## [Given request]
Copy the lines below without any changes, and leave the pictures out of your copy.

::: Extracted records

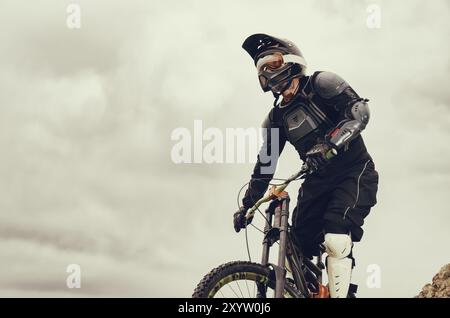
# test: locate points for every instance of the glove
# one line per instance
(319, 156)
(239, 220)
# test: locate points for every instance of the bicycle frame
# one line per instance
(278, 213)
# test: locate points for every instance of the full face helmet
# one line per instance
(277, 61)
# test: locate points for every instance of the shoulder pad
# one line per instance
(328, 84)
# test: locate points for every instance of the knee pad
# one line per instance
(338, 245)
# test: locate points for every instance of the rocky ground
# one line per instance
(439, 287)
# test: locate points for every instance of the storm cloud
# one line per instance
(87, 114)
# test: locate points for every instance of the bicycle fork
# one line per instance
(279, 230)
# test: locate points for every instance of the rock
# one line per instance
(439, 287)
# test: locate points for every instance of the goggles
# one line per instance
(274, 68)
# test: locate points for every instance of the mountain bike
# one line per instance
(244, 279)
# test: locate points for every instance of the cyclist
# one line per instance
(319, 115)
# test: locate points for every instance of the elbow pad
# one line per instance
(357, 117)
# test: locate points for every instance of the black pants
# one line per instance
(335, 202)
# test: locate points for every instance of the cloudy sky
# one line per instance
(87, 115)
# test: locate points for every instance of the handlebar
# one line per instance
(276, 191)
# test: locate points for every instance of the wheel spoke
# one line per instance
(237, 283)
(248, 291)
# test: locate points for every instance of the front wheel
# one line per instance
(241, 280)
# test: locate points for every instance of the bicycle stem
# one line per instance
(274, 192)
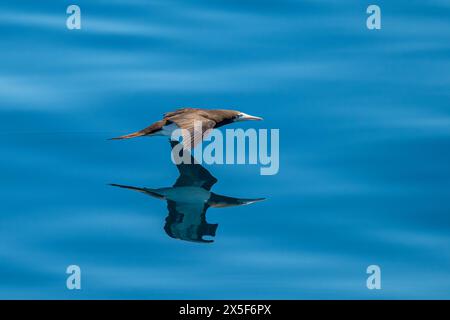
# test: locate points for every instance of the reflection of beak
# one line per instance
(246, 117)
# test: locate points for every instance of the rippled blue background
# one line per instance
(364, 122)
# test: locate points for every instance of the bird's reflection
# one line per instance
(188, 200)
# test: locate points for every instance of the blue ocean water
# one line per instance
(364, 125)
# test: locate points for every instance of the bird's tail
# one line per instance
(131, 135)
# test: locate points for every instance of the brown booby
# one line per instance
(187, 118)
(188, 200)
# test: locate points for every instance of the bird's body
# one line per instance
(189, 119)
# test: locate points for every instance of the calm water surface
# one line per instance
(364, 125)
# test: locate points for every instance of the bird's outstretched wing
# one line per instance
(193, 174)
(179, 111)
(195, 127)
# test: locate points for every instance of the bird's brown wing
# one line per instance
(195, 128)
(155, 127)
(179, 111)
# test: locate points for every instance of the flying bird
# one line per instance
(188, 200)
(187, 118)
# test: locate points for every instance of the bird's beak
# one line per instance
(245, 117)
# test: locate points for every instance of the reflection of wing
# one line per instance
(218, 201)
(148, 191)
(187, 221)
(193, 175)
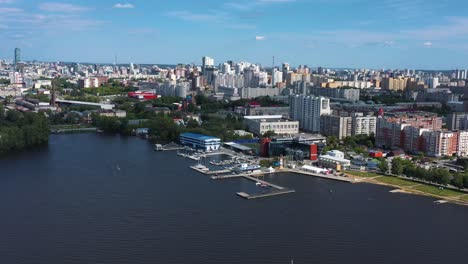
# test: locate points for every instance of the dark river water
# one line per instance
(104, 199)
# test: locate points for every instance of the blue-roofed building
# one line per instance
(199, 141)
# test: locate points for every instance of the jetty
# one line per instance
(325, 176)
(264, 195)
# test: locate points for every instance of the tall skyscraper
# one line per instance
(17, 55)
(307, 110)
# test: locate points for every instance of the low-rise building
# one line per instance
(259, 125)
(199, 141)
(335, 160)
(113, 113)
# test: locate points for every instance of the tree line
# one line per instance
(19, 131)
(435, 175)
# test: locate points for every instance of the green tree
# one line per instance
(269, 134)
(383, 166)
(457, 181)
(397, 166)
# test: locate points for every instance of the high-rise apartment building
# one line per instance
(337, 126)
(363, 125)
(17, 55)
(207, 62)
(394, 84)
(307, 110)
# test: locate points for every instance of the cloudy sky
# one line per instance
(332, 33)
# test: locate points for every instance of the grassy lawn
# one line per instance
(437, 191)
(363, 174)
(395, 181)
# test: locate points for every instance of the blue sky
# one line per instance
(422, 34)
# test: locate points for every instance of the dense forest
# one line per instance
(19, 131)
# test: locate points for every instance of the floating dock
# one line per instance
(330, 177)
(264, 195)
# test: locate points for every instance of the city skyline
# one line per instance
(349, 34)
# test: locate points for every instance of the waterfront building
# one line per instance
(259, 125)
(307, 110)
(299, 147)
(390, 129)
(199, 141)
(335, 160)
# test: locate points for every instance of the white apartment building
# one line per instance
(307, 110)
(259, 125)
(364, 125)
(462, 148)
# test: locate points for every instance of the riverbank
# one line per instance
(411, 187)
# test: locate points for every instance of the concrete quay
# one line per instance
(330, 177)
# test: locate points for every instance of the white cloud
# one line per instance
(10, 10)
(190, 16)
(124, 6)
(241, 26)
(427, 44)
(275, 1)
(62, 7)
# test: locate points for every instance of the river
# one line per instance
(91, 198)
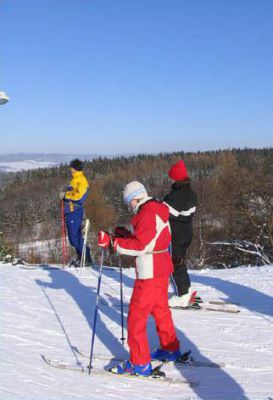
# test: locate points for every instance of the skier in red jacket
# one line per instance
(149, 243)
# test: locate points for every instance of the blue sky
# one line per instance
(123, 76)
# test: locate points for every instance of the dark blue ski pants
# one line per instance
(74, 230)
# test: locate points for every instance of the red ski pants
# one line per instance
(150, 297)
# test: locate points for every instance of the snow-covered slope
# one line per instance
(48, 311)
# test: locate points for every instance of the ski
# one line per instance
(158, 377)
(218, 302)
(185, 360)
(208, 307)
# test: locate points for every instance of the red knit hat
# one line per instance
(178, 172)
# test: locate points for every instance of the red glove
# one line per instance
(104, 239)
(121, 231)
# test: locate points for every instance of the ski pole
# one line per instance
(95, 314)
(121, 302)
(83, 255)
(64, 242)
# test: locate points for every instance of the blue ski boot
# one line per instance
(126, 367)
(166, 355)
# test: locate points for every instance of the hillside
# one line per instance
(52, 310)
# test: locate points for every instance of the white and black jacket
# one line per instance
(182, 201)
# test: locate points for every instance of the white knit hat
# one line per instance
(134, 190)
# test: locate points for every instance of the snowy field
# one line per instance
(49, 311)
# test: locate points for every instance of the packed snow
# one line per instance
(49, 310)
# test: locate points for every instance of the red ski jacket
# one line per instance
(150, 241)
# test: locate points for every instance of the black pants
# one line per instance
(180, 275)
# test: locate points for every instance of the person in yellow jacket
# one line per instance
(74, 197)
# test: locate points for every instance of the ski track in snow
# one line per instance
(48, 312)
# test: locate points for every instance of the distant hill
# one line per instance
(16, 162)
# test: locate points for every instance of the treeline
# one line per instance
(233, 223)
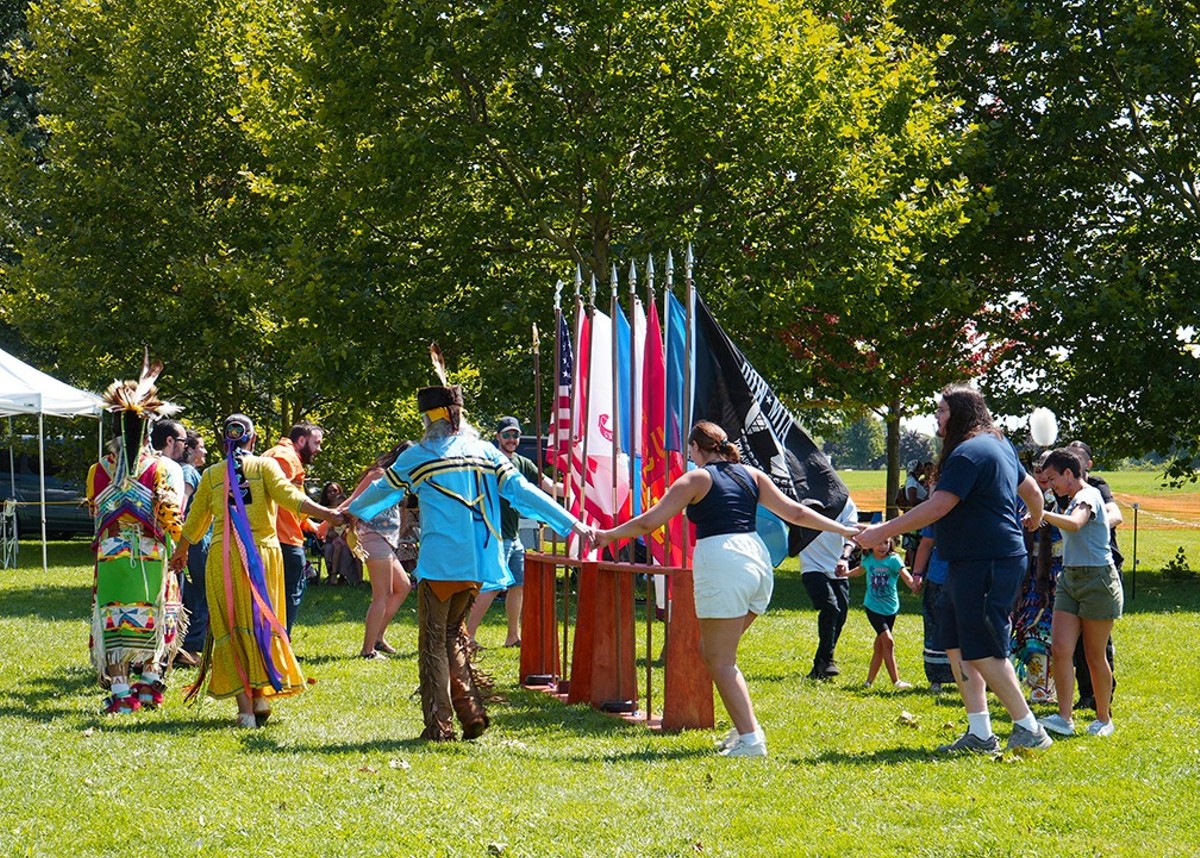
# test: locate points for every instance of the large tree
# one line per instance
(291, 199)
(1089, 117)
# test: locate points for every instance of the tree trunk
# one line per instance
(892, 421)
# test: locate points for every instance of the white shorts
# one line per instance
(733, 576)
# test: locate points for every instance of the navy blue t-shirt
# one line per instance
(983, 473)
(731, 505)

::::::

## [Response to this exercise]
# test: locate points for every instance of the glove
# one line per instance
(319, 156)
(239, 220)
# test: locate points for every instance of the bicycle frame
# one line per instance
(278, 213)
# test: locate points for every instance of the full face helmet
# one line per instance
(277, 61)
# test: locate points for every instance of the shoulder pad
# one line per instance
(328, 84)
# test: locate points for every instance of the knee pad
# one line per instance
(338, 245)
# test: locate points for every instance of the rocky ground
# one line per instance
(439, 287)
# test: locate points for every instance of the storm cloud
# one line per instance
(87, 114)
# test: locate points for every instance of the bicycle fork
# one line per instance
(279, 230)
# test: locate points for every instance of the rock
# one line per instance
(439, 287)
# test: locate points for every instance of the goggles
# one line per instance
(274, 68)
# test: locate points for every instance of the mountain bike
# one line per instance
(244, 279)
# test: locate points for every instance of the cyclist
# one line per instance
(319, 115)
# test: locate points for every instance of the elbow pad
# one line per instance
(357, 117)
# test: locate points for every instance of the black pants
# one line per instance
(335, 202)
# test: locate points for every instance of the cloudy sky
# one line per instance
(87, 115)
# test: locate points for every instance of the handlebar
# one line per instance
(276, 191)
# test: locate points for every instance of the wheel spoke
# one line per instance
(237, 283)
(248, 291)
# test: locate points for every instance of the front wheel
# one line per instance
(241, 280)
# test: locate points for every instance of the bicycle stem
# one line per instance
(274, 192)
# test: locate points for every instance of the reflection of beak
# one line per instance
(246, 117)
# test: locate points for every instance of the rippled blue background
# one line per instance
(364, 122)
# test: locate points for every instance of the bird's reflection
# one line per instance
(188, 200)
# test: locate points for every instance of the blue ocean water
# one line per instance
(364, 125)
# test: locate points for every instance of the bird's tail
# one line per instance
(131, 135)
# test: locate points for every instance of the brown booby
# one line per instance
(187, 118)
(188, 200)
# test: locate points for every instance of the bird's body
# one line per instance
(189, 119)
# test: locate points for every instance of the calm water surface
# one line per instance
(364, 125)
# test: locate points for every instance of the bird's outstretched wing
# one line per instance
(193, 174)
(179, 111)
(195, 127)
# test: locate points for every instance of the bird's brown wing
# one line per instance
(195, 128)
(155, 127)
(179, 111)
# test: locate points for every instance of the flying bird
# one line per instance
(188, 200)
(187, 118)
# test: locate points for every instance of the bird's beak
# one line per instance
(245, 117)
# test: locate points for every instance of the reflection of wing
# one line per instance
(218, 201)
(148, 191)
(187, 221)
(193, 175)
# test: locate points for every instance of the dark river water
# one line per instance
(104, 199)
# test: locate points for every instance of the blue-roofed building
# one line per instance
(199, 141)
# test: locate points for every instance of the jetty
# one line per instance
(325, 176)
(264, 195)
# test: locate points for every instance of the tall skyscraper
# one line per instance
(17, 55)
(307, 110)
# test: locate points for every instance of the low-rise building
# one line per instance
(259, 125)
(199, 141)
(335, 160)
(113, 113)
# test: locate points for every instance of the tree line
# one line per instance
(19, 131)
(435, 175)
# test: locate points for every instance of the green tree
# one line per instance
(269, 134)
(383, 166)
(457, 181)
(397, 166)
# test: locate points for every instance of the high-rise apartment building
# one line per instance
(337, 126)
(363, 125)
(17, 55)
(207, 62)
(394, 84)
(307, 110)
# test: locate points for every instance of the cloudy sky
# one line per instance
(332, 33)
# test: locate points for every instance of the grassy lawn
# one line per instance
(437, 191)
(363, 174)
(395, 181)
# test: locate points for every instance of the blue sky
# one line per instance
(422, 34)
# test: locate points for every instance of the dense forest
# one line per instance
(19, 131)
# test: locate points for every instance of the floating dock
# one line per instance
(330, 177)
(264, 195)
# test: locate points for every instance of the city skyline
# one line per instance
(349, 34)
# test: locate points for every instance of the waterfront building
# one line per instance
(259, 125)
(307, 110)
(299, 147)
(390, 129)
(199, 141)
(335, 160)
# test: locate points for every instance of the white apartment building
# one line per instance
(307, 110)
(259, 125)
(364, 125)
(462, 148)
# test: locate points for every instance of the riverbank
# one line per instance
(411, 187)
# test: locate points for every instance of the concrete quay
# one line per instance
(330, 177)
# test: locate points for every instance of the white cloud
# one line per instance
(10, 10)
(190, 16)
(124, 6)
(241, 26)
(427, 44)
(275, 1)
(62, 7)
# test: locate points for every instance of the river
# one line per instance
(91, 198)
# test: locate points for every instance of the skier in red jacket
# one line per instance
(149, 243)
# test: locate points for every instance of the blue sky
# one line per instance
(123, 76)
# test: locate points for every instance of the dark blue ski pants
# one line per instance
(74, 230)
# test: locate points for every instance of the red ski pants
# one line per instance
(150, 297)
# test: locate points for every instance of the snow-covered slope
# one line per instance
(48, 311)
# test: locate points for every instance of the ski
# one line per instance
(158, 377)
(218, 302)
(185, 360)
(208, 307)
# test: locate points for every instance of the red knit hat
# one line per instance
(178, 172)
# test: locate points for every instance of the red glove
# one line per instance
(104, 239)
(121, 231)
# test: locate points for every instance of the ski pole
# one line per instance
(95, 314)
(121, 302)
(83, 255)
(64, 242)
# test: locate points for every instance of the blue ski boot
# one line per instance
(126, 367)
(166, 355)
# test: locate points for every instance of the hillside
# one line per instance
(52, 310)
# test: locate points for every instance of the white and black jacket
# one line per instance
(182, 201)
# test: locate points for every instance of the white knit hat
# one line per instance
(134, 190)
# test: locate points for every instance of the snowy field
# one line per instance
(49, 311)
# test: locate points for every instance of the packed snow
# one line per instance
(49, 310)
# test: locate points for every instance of the red ski jacket
# one line per instance
(150, 241)
# test: locate points for every instance of the black pants
# one line per instance
(180, 275)
# test: locate points for every instance of the person in yellow jacket
# one line per instance
(74, 197)
# test: locate points for every instance of the ski track in snow
# one line per instance
(48, 312)
# test: locate points for every instance of the distant hill
# one line per instance
(16, 162)
# test: locate points for every instance of the treeline
# one line per instance
(233, 223)
# test: locate points for every instance of the large tree
# one line per instance
(291, 199)
(1089, 117)
# test: locate points for every instance of the tree trunk
# one line per instance
(892, 421)
# test: locate points for every instance of the white shorts
# one line per instance
(733, 576)
# test: locate points for every instance of the navy blue t-shirt
# one line per instance
(983, 473)
(731, 505)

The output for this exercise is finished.